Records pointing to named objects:
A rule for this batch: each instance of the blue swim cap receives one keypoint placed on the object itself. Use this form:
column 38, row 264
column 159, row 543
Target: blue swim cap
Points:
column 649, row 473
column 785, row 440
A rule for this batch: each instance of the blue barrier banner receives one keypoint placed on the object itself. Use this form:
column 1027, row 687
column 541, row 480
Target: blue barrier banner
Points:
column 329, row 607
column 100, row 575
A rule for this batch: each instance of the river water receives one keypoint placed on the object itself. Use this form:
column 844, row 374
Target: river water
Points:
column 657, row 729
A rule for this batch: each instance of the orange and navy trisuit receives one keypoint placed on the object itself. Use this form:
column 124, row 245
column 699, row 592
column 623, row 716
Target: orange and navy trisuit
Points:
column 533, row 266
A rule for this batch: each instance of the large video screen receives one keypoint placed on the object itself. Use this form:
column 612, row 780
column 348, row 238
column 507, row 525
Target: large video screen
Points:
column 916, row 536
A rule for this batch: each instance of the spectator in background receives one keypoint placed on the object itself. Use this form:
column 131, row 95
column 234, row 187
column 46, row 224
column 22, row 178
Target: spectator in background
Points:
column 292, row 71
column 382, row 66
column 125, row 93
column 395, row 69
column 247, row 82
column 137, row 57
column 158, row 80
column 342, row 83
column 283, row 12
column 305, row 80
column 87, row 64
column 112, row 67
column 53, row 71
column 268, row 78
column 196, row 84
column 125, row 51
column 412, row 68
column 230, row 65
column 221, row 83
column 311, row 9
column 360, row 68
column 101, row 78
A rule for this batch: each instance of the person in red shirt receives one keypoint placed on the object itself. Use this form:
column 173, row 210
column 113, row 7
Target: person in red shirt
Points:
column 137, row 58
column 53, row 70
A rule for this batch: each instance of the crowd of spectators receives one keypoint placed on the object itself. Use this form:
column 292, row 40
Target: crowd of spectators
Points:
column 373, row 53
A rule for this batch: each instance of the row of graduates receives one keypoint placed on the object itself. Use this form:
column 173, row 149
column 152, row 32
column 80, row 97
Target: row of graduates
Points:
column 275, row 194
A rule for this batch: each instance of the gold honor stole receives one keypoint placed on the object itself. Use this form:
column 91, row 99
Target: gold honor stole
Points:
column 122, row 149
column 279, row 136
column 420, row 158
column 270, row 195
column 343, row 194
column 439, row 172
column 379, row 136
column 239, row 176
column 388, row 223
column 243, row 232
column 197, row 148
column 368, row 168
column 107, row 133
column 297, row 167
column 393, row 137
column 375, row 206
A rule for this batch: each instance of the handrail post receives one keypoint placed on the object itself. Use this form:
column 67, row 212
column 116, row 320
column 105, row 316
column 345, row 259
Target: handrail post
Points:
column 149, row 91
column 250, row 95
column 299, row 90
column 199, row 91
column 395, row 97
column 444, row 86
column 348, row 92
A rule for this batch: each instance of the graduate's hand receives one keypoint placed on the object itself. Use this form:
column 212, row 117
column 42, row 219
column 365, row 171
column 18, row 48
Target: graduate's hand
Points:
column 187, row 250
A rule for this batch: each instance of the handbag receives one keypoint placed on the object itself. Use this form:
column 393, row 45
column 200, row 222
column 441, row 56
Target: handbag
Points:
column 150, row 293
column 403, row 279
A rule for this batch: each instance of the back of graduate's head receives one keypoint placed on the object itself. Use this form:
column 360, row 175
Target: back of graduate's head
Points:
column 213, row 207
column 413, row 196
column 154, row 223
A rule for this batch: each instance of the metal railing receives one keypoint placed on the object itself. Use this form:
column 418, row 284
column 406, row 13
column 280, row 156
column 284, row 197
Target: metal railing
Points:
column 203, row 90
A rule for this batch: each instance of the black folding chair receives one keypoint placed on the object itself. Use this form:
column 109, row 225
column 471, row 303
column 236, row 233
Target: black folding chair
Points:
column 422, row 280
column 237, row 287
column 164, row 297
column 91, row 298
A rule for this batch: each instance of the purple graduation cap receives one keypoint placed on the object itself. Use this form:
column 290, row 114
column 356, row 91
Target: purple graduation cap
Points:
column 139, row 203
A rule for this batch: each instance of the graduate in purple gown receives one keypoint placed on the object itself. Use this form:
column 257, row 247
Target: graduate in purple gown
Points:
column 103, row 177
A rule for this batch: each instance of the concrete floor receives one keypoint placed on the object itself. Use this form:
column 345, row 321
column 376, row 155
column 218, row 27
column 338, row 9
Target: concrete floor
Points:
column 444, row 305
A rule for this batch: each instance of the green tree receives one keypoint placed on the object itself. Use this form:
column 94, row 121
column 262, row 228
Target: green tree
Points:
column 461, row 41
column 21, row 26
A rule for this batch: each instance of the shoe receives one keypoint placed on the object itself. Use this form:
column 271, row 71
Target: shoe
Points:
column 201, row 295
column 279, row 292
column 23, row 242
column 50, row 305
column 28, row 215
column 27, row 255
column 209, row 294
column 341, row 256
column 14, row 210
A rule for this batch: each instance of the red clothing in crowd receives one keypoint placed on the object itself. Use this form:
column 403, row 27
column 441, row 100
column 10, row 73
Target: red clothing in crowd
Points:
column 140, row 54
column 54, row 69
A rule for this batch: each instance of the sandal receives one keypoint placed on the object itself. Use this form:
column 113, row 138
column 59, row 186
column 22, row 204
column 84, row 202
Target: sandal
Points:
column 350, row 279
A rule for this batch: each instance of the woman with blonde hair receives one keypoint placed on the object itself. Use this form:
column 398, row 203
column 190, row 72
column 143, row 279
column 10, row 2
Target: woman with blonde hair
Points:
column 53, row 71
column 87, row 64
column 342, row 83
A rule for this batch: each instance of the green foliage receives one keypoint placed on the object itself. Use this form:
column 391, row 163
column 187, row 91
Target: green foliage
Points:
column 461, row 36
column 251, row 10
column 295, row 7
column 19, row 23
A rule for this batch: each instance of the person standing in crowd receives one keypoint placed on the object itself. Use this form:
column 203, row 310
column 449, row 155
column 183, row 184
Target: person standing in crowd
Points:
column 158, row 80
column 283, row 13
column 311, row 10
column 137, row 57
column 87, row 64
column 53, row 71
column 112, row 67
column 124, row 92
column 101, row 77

■ Requirements
Update all of the lines above by replacing every "Use this form" with "Follow this format" and leaving everything else unchanged.

■ Solution to this problem
A rule for this batch: each instance of the blue swim cap receives one keypoint placed on the object itself. Follow this format:
column 38, row 264
column 159, row 543
Target: blue swim cap
Points:
column 649, row 473
column 785, row 440
A rule for this batch: each instance of the blue barrier banner receives one keypoint placed on the object itself. Follow this format:
column 1027, row 687
column 541, row 480
Target: blue barrier banner
Points:
column 329, row 607
column 100, row 575
A rule for this batch: each instance of the river water receives one keypoint placed on the object itself. Follow this format:
column 844, row 374
Target: river water
Points:
column 657, row 729
A rule for this batch: each instance of the orange and navy trisuit receives one keypoint placed on the object itself. Follow this format:
column 124, row 245
column 699, row 592
column 623, row 716
Target: orange and navy trisuit
Points:
column 533, row 266
A rule for this batch: each instance of the large video screen receives one keypoint placed on the object itself. Follow this format:
column 612, row 780
column 348, row 238
column 507, row 525
Target: large video screen
Points:
column 916, row 536
A rule for this batch: each instance of the spectator in background receives one keypoint placed on the object itself. Follow this format:
column 131, row 95
column 234, row 187
column 46, row 224
column 22, row 178
Target: spectator in background
Points:
column 292, row 71
column 382, row 66
column 125, row 93
column 395, row 69
column 247, row 82
column 137, row 57
column 158, row 80
column 342, row 83
column 283, row 12
column 305, row 80
column 87, row 64
column 112, row 67
column 53, row 71
column 268, row 78
column 196, row 84
column 125, row 51
column 412, row 68
column 230, row 65
column 221, row 83
column 311, row 9
column 360, row 68
column 101, row 78
A rule for this batch: each instance of the person in red shirt receives one keypoint placed on the object itself. Follow this format:
column 173, row 210
column 113, row 7
Target: person in red shirt
Points:
column 137, row 58
column 53, row 70
A rule for this batch: each instance of the crowd of spectators receives one keypoint placed on the object itself. Follow this format:
column 292, row 40
Target: crowd of spectators
Points:
column 373, row 53
A rule for this batch: each instance of the row of graduates receives one keypoint placed on the object itself. Follow this format:
column 173, row 149
column 152, row 32
column 80, row 97
Target: row of graduates
Points:
column 275, row 194
A rule for this batch: each instance of the gold honor stole receives one keypoint placed on the object itself. Follow this format:
column 91, row 99
Target: gold honor stole
Points:
column 122, row 149
column 279, row 136
column 420, row 158
column 270, row 195
column 343, row 194
column 439, row 172
column 379, row 136
column 239, row 176
column 388, row 223
column 243, row 232
column 197, row 148
column 368, row 168
column 107, row 133
column 297, row 167
column 393, row 137
column 375, row 206
A rule for this batch: each instance of the handrail post receives one keypoint placed on the object itself. Follow this format:
column 67, row 212
column 116, row 320
column 105, row 316
column 345, row 259
Target: handrail post
Points:
column 149, row 91
column 250, row 95
column 299, row 90
column 199, row 91
column 395, row 97
column 444, row 86
column 348, row 92
A rule for this batch: each instance of the graduate's hand receives one keypoint placed on the object itself. Follow this format:
column 212, row 117
column 42, row 219
column 365, row 171
column 18, row 48
Target: graduate's hand
Points:
column 187, row 250
A rule for this batch: each instance of the handbag receives one keypoint placed on the object itself. Follow this format:
column 393, row 45
column 200, row 222
column 441, row 56
Target: handbag
Points:
column 150, row 293
column 403, row 279
A rule for this batch: each instance of the back of graduate's head receives one keypoint placed on the object itself. Follow this format:
column 360, row 175
Target: back of graduate's head
Points:
column 213, row 207
column 413, row 196
column 154, row 223
A rule for this batch: each instance of the metal railing receives one keypoint placed on the object itself. Follow this format:
column 418, row 284
column 406, row 13
column 280, row 156
column 284, row 197
Target: metal railing
Points:
column 203, row 90
A rule for this batch: each instance of the black folding chair receives one keypoint placed on the object itself. Follow this format:
column 109, row 225
column 471, row 303
column 236, row 233
Target: black folding chair
Points:
column 422, row 280
column 237, row 287
column 164, row 297
column 91, row 298
A rule for this batch: each instance of the purple graduation cap receives one keypoint placed on the object itself. Follow this format:
column 290, row 114
column 356, row 91
Target: purple graduation cap
Points:
column 139, row 203
A rule for this batch: each instance of the graduate in purple gown receives one keypoint placed on the object itself. Follow this format:
column 257, row 247
Target: graduate in purple gown
Points:
column 103, row 177
A rule for this batch: each instance of the concrete floor receives one keypoint placed on the object itself. Follow this format:
column 345, row 321
column 376, row 155
column 218, row 27
column 338, row 9
Target: concrete floor
Points:
column 444, row 305
A rule for this batch: each instance of the green tree receives one keypoint placed on the object itself. Follow this format:
column 94, row 121
column 262, row 228
Target: green tree
Points:
column 461, row 41
column 21, row 26
A rule for this batch: each instance of the shoe receives one keypoint placed on the object itself. Follow this format:
column 271, row 71
Target: shoe
Points:
column 201, row 295
column 279, row 292
column 23, row 242
column 50, row 305
column 28, row 215
column 27, row 255
column 209, row 294
column 341, row 256
column 14, row 210
A rule for this batch: each instance of the red clothing in crowd receives one keypoint placed on the object itself. Follow this format:
column 403, row 27
column 441, row 100
column 10, row 73
Target: red clothing in crowd
Points:
column 140, row 54
column 54, row 69
A rule for this batch: each instance of the sandal receives one keypoint placed on the object itself. Follow this format:
column 113, row 138
column 59, row 186
column 22, row 204
column 84, row 202
Target: sandal
Points:
column 350, row 279
A rule for this batch: each instance of the woman with blonde hair receives one keypoint placed on the object itself. Follow this format:
column 398, row 203
column 190, row 72
column 143, row 279
column 10, row 2
Target: woman with blonde hair
Points:
column 53, row 71
column 87, row 64
column 342, row 83
A rule for this batch: each instance of the green foliage receives one keypoint placed on the object itself. Follow this format:
column 391, row 163
column 187, row 91
Target: green foliage
Points:
column 461, row 36
column 251, row 10
column 295, row 7
column 19, row 23
A rule for this batch: each instance of the person standing in crowd receives one keypoint placed on the object itself. Follow this format:
column 203, row 310
column 449, row 155
column 183, row 184
Target: person standing in crowd
Points:
column 158, row 80
column 283, row 13
column 311, row 10
column 137, row 57
column 87, row 64
column 53, row 71
column 112, row 67
column 124, row 92
column 101, row 77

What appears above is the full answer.